(Image-grounded pointing data)
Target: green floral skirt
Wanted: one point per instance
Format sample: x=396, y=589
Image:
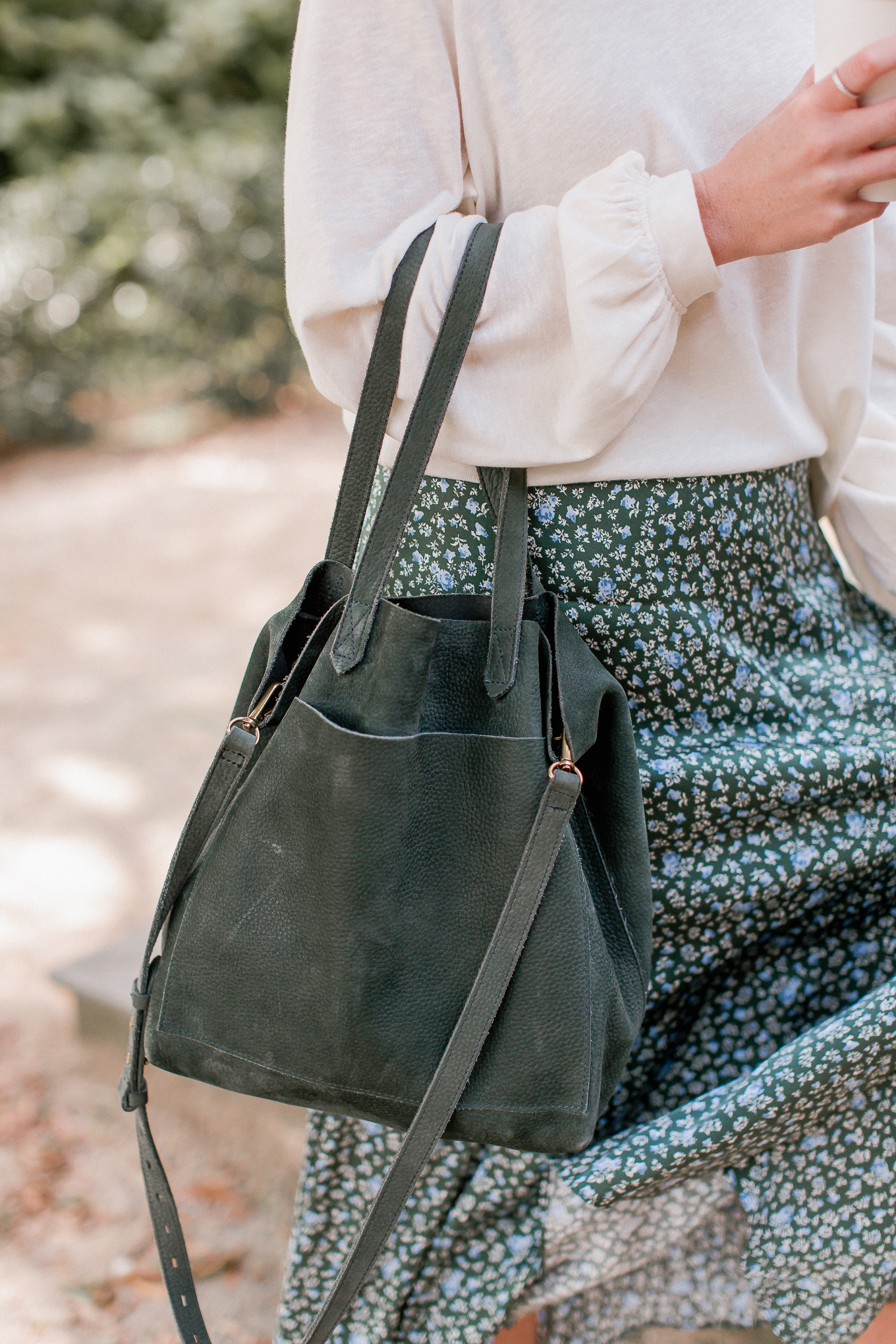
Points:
x=746, y=1165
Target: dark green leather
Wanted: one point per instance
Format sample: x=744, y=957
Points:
x=397, y=903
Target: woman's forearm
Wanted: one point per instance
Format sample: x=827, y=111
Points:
x=793, y=181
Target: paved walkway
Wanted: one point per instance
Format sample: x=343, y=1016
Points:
x=132, y=586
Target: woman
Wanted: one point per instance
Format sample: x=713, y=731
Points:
x=677, y=343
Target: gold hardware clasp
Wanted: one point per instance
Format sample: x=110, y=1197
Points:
x=258, y=717
x=566, y=761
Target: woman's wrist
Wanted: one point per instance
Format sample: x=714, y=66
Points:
x=716, y=218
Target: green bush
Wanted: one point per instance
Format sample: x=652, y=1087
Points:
x=140, y=206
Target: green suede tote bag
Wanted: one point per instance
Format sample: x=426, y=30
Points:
x=414, y=886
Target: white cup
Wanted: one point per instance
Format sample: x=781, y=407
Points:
x=844, y=27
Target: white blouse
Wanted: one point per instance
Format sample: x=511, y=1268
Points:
x=609, y=345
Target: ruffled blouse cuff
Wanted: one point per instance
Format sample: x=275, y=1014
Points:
x=680, y=238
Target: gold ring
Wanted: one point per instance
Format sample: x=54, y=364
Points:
x=843, y=86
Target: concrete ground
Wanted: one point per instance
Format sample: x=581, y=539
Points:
x=132, y=586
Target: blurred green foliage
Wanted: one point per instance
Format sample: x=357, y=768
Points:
x=140, y=206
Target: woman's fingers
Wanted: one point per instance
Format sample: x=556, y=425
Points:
x=875, y=165
x=857, y=73
x=867, y=125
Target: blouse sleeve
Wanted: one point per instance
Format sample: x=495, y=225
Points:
x=584, y=298
x=864, y=506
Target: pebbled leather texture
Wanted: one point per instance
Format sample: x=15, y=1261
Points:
x=383, y=903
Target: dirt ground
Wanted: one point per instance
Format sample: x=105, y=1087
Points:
x=132, y=586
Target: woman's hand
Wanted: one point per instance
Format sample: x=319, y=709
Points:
x=793, y=181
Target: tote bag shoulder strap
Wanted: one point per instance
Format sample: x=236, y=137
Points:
x=405, y=480
x=374, y=409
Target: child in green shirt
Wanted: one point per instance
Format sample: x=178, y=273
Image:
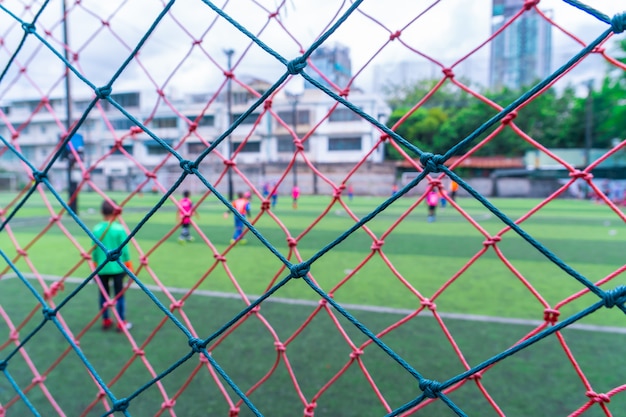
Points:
x=111, y=233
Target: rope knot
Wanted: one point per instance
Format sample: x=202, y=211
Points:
x=430, y=388
x=176, y=305
x=188, y=166
x=615, y=297
x=299, y=270
x=580, y=174
x=113, y=255
x=196, y=344
x=356, y=353
x=430, y=162
x=103, y=92
x=598, y=398
x=38, y=379
x=49, y=313
x=377, y=244
x=529, y=4
x=509, y=118
x=296, y=66
x=121, y=405
x=39, y=176
x=395, y=35
x=618, y=22
x=551, y=316
x=309, y=410
x=29, y=28
x=168, y=404
x=492, y=241
x=54, y=290
x=477, y=375
x=428, y=304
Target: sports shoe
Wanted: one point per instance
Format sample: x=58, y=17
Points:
x=107, y=324
x=124, y=325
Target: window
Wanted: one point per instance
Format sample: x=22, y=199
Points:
x=287, y=117
x=196, y=147
x=206, y=120
x=250, y=120
x=344, y=144
x=127, y=148
x=164, y=122
x=126, y=99
x=343, y=114
x=122, y=124
x=154, y=148
x=285, y=144
x=248, y=147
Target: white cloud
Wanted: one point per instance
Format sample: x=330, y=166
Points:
x=445, y=32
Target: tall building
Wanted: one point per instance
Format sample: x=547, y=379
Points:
x=334, y=62
x=522, y=53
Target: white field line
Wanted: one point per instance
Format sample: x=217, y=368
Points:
x=355, y=307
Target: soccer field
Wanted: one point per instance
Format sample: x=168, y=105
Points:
x=418, y=261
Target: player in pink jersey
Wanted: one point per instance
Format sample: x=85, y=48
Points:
x=185, y=210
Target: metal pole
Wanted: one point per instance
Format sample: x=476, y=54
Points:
x=588, y=123
x=71, y=185
x=229, y=53
x=295, y=130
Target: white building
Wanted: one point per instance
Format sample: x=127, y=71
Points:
x=189, y=124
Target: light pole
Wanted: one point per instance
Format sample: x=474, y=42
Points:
x=229, y=94
x=588, y=123
x=71, y=185
x=293, y=99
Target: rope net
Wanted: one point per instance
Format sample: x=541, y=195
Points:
x=61, y=364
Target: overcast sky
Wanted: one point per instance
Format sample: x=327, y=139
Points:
x=445, y=32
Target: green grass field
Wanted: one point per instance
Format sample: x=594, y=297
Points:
x=538, y=381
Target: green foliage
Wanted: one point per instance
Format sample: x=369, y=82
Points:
x=437, y=121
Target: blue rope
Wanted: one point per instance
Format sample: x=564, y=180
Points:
x=425, y=388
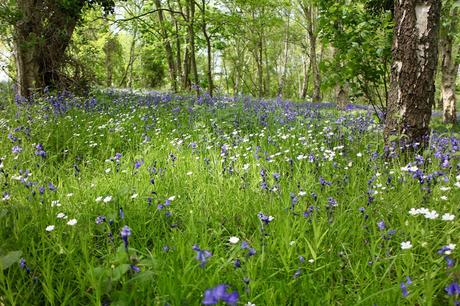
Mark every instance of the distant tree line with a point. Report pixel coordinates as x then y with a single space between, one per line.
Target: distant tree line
383 53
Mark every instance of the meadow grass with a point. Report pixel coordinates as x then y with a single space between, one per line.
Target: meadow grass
132 200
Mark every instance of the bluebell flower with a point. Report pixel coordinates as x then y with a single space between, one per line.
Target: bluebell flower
125 233
219 293
331 202
453 289
100 219
138 164
16 150
404 291
265 219
201 255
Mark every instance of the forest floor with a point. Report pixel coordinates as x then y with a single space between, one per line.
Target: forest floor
168 200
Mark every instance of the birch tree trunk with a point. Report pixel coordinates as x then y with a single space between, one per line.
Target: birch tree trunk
449 70
168 48
414 53
285 59
309 17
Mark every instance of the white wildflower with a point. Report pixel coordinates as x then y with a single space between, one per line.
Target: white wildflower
234 240
447 217
405 245
72 222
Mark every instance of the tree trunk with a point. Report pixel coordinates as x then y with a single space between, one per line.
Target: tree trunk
306 75
132 58
309 16
39 46
192 44
285 59
412 89
449 70
341 89
207 37
168 48
178 63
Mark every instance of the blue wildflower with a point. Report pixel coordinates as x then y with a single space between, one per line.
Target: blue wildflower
453 289
404 289
125 233
201 255
219 293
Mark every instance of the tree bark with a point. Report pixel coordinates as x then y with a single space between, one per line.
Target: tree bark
191 30
412 88
449 70
178 63
207 37
168 48
306 75
41 36
285 59
309 16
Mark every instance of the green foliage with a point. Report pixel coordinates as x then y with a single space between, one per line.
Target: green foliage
362 40
218 194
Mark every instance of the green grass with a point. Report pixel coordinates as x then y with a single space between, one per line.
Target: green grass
348 259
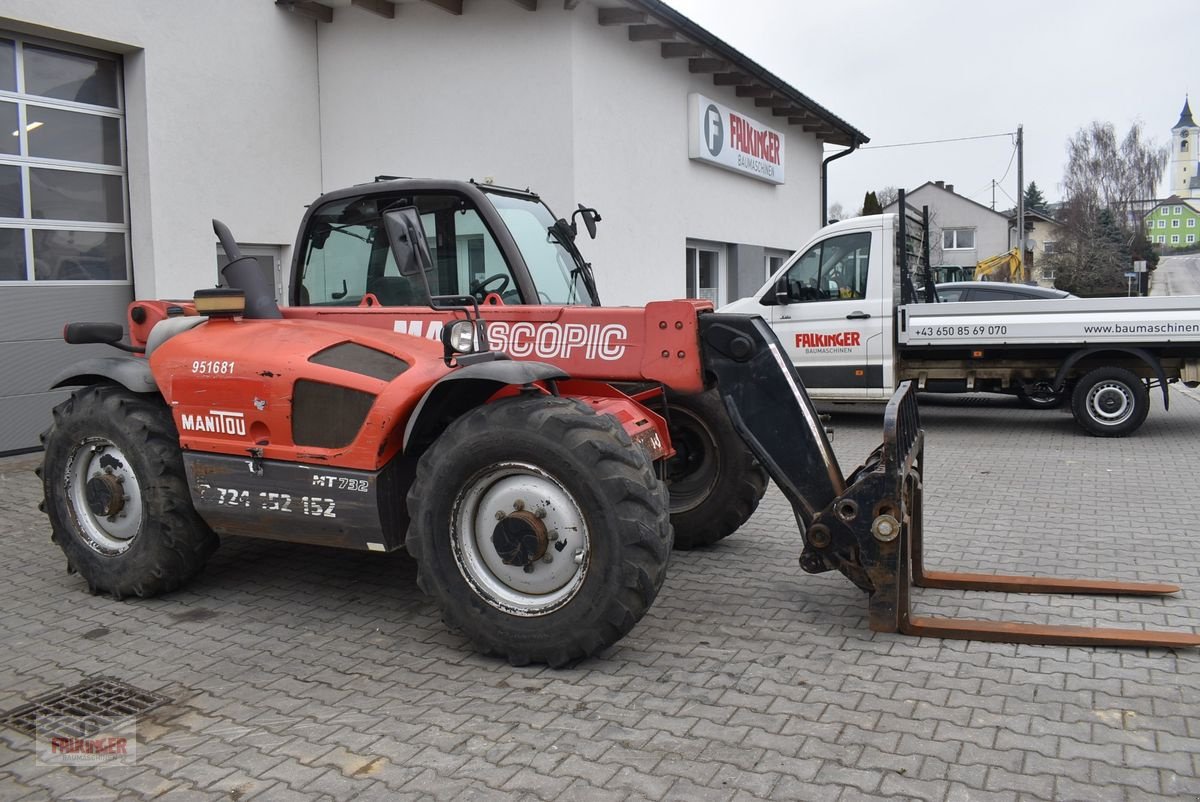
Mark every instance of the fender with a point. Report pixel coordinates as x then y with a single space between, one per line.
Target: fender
131 372
1140 353
465 389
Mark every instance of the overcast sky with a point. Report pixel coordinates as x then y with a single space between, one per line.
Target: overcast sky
936 70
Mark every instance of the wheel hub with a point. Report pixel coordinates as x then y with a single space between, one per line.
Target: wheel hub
103 495
520 538
1111 402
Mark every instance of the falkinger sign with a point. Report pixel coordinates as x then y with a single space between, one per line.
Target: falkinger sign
726 138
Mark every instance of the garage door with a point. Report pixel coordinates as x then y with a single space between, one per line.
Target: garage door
64 219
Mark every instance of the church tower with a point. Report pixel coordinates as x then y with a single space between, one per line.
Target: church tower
1185 155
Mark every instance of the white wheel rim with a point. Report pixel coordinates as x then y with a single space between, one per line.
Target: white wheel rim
498 492
97 460
1110 402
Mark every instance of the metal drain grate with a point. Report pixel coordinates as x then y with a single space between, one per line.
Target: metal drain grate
82 710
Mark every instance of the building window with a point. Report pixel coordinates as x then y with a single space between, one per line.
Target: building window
703 271
64 195
958 239
774 261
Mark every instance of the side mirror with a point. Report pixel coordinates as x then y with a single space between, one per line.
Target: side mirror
783 294
93 333
406 234
591 217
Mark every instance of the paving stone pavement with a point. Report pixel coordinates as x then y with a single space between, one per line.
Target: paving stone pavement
301 672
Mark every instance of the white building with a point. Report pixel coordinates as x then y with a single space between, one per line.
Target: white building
136 121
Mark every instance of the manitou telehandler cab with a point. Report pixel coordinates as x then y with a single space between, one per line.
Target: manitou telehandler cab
533 501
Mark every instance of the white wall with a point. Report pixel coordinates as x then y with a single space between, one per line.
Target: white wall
631 163
221 118
436 95
555 102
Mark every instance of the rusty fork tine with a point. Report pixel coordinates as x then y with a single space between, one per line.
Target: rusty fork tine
1008 632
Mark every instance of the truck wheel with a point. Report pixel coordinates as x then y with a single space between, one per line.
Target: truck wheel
1110 402
1041 395
714 480
539 528
117 494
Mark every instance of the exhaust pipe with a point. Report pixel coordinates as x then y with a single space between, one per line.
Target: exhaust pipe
243 273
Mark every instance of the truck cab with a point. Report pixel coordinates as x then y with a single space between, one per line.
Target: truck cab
832 307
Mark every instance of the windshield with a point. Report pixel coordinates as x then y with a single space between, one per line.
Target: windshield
556 267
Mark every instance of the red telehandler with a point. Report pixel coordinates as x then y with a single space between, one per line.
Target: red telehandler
531 492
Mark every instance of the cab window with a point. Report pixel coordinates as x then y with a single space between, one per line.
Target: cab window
347 256
833 269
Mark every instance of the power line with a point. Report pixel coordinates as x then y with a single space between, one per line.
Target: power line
1009 165
936 142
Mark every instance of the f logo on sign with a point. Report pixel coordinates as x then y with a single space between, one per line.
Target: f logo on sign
714 130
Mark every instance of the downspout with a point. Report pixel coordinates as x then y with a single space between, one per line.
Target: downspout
825 180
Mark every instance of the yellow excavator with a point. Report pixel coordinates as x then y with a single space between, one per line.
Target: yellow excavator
1006 267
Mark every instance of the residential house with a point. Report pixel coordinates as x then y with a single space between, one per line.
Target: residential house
1171 223
963 231
1043 234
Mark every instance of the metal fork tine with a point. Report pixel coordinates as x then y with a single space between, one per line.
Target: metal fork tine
1009 584
1008 632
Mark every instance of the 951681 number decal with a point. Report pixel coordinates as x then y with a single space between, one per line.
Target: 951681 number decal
960 330
213 367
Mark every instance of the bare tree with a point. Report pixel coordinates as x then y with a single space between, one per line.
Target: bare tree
1107 173
1104 183
887 195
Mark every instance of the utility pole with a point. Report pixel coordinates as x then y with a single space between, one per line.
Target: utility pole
1020 198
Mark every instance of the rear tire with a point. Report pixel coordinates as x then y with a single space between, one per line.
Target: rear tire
714 480
117 494
1110 402
539 528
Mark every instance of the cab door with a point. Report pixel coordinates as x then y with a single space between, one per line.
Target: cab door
828 311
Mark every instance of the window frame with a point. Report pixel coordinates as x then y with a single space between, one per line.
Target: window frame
955 232
25 162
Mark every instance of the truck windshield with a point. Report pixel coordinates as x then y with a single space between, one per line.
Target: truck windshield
555 264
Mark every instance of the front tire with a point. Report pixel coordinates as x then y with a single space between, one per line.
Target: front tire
714 480
539 528
117 494
1110 402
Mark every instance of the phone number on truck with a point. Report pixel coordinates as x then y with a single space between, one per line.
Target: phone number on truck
960 330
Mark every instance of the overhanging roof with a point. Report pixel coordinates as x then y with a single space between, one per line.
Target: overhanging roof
657 23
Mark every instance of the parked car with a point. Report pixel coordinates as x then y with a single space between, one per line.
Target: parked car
966 291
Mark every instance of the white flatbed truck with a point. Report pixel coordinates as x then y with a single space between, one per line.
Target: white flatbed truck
856 311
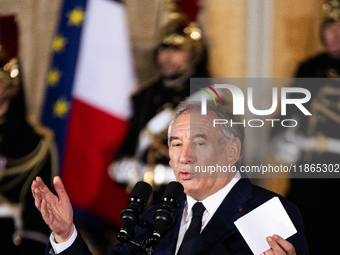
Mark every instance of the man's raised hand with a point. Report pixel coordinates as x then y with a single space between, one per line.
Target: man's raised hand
57 210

● REQUIRED WORK
Filter the data, keeping only the lines that contain "leather".

● ANSWER FOR THE TASK
Target: dark green leather
Target: pebbled leather texture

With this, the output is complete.